**Texto fornecido**
----------
21 Mai 2021
"Se Podgorny ao se sentar "tivesse encontrado um cinzeiro à sua frente, significava que a mensagem tinha sido aceita", escreve Andreotti em seu L’Urss vista da vicino (Rizzoli, 1988). O cinzeiro apareceu milagrosamente em uma mesa ao lado da poltrona onde o chefe do Soviete Supremo estava sentado. Mas ele não podia imaginar que os vestígios não apenas de cada palavra sua, mas de cada baforada de fumaça terminariam em um envelope lacrado e entregue aos arquivos papais. Talvez a Guerra Fria também tenha sido vencida colecionando bitucas de cigarro oferecidas a um inimigo tabagista", escreve Massimo Franco, em artigo publicado por Corriere della Sera, 19-05-2021. A tradução é de Luisa Rabolini.
----------
Transcreva do texto o trecho que vai de "21 Mai 2021" até "de Luisa Rabolini.". Os registros não têm relação com o texto.

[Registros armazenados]
----------
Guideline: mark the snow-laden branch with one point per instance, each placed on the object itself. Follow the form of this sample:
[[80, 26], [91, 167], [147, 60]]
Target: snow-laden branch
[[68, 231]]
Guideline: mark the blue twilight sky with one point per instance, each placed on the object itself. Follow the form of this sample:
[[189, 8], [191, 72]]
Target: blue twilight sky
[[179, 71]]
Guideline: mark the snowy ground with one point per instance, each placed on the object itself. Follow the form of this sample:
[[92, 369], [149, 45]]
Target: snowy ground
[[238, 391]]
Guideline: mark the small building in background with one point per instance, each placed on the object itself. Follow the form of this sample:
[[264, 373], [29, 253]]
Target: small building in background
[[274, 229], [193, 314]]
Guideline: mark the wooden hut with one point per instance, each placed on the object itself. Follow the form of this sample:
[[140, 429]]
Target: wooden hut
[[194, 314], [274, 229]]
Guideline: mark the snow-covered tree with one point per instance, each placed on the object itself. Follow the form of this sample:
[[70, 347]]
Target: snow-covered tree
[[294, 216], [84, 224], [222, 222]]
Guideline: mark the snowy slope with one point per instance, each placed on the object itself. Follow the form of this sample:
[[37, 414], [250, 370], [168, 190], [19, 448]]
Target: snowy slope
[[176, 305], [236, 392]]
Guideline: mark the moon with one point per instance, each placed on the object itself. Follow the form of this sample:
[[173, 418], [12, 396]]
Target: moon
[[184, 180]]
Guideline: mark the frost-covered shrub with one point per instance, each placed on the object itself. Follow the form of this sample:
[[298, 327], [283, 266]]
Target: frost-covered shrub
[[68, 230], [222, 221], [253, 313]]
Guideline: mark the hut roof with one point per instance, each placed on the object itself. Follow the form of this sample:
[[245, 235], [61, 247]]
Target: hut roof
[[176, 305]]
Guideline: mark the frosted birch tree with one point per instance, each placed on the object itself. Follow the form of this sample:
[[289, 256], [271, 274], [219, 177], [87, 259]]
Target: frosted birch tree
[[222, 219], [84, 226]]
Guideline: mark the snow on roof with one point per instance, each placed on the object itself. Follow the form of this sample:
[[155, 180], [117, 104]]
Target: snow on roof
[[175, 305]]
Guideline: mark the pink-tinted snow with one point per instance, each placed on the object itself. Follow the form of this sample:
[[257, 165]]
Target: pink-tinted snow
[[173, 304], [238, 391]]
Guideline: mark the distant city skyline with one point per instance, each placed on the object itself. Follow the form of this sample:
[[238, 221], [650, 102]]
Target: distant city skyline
----------
**Resposta escrita**
21 Mai 2021
"Se Podgorny ao se sentar "tivesse encontrado um cinzeiro à sua frente, significava que a mensagem tinha sido aceita", escreve Andreotti em seu L’Urss vista da vicino (Rizzoli, 1988). O cinzeiro apareceu milagrosamente em uma mesa ao lado da poltrona onde o chefe do Soviete Supremo estava sentado. Mas ele não podia imaginar que os vestígios não apenas de cada palavra sua, mas de cada baforada de fumaça terminariam em um envelope lacrado e entregue aos arquivos papais. Talvez a Guerra Fria também tenha sido vencida colecionando bitucas de cigarro oferecidas a um inimigo tabagista", escreve Massimo Franco, em artigo publicado por Corriere della Sera, 19-05-2021. A tradução é de Luisa Rabolini.